Using the Garland Encyclopedia of World Music, an online repository for global music research, Savage listened to and scrutinized 304 very different songs from nine regions: Africa, South America, east Asia, south Asia, southeast Asia, the Middle East, Europe, and Oceania. He classified each song based on 32 musical features, including the number of beats, the kind of singing voice, and even the sex of the performers. This had to be done manually. "Technology has a long way to go," Savage says. "It’s not anywhere near as good as human ear."

Savage identified 18 features that are predominant throughout the world’s songs. These include discrete pitches (where each note is expressed individually, rather than sliding from one note to another) and equally timed beats.

Listen to an example: a Palestinian line dance called "Sahjih" contains all of these features. And on the other end of the spectrum, here’s a song from Papua New Guinea that is an extreme outlier because it has no discrete pitch or timed beat.

Male performers tend to dominate throughout the world, the research showed, reflecting the restrictions on women in many cultures. "We don’t think this is biological or wired into our genes that women can’t make music," Savage explains. "Certainly women are great at making music when they’re allowed to. It’s a cultural thing."

* Entries provided:

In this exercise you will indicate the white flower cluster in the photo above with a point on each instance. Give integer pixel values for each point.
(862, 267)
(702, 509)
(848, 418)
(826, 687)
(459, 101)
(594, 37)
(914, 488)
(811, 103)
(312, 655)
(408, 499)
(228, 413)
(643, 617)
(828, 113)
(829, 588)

* Questions on the material:
• 1. From the passage on world song research, list the musical features given as examples of the 32 that Savage used to classify each song.
• 2. Carry on the passage on world song research from its final sentence.
The entries are separate material with no connection to the passage on world song research.

* Solved problems:
• 1. The number of beats, the kind of singing voice, and the sex of the performers.

• 2.
Savage also found 10 features that appear together. "These individual features themselves are not always there, but when they are, they appear in tandem," he says. For example, dance doesn’t appear frequently, but when it does, it’s almost always accompanied by simple repetitive phrases, percussion, a regular beat, and group performance.

"The results show that the most common features seen in music around the world relate to things that allow people to coordinate their actions," says co-author Thomas Currie, of the University of Exeter, "and suggest that the main function of music is to bring people together and bond social groups. It can be a kind of social glue."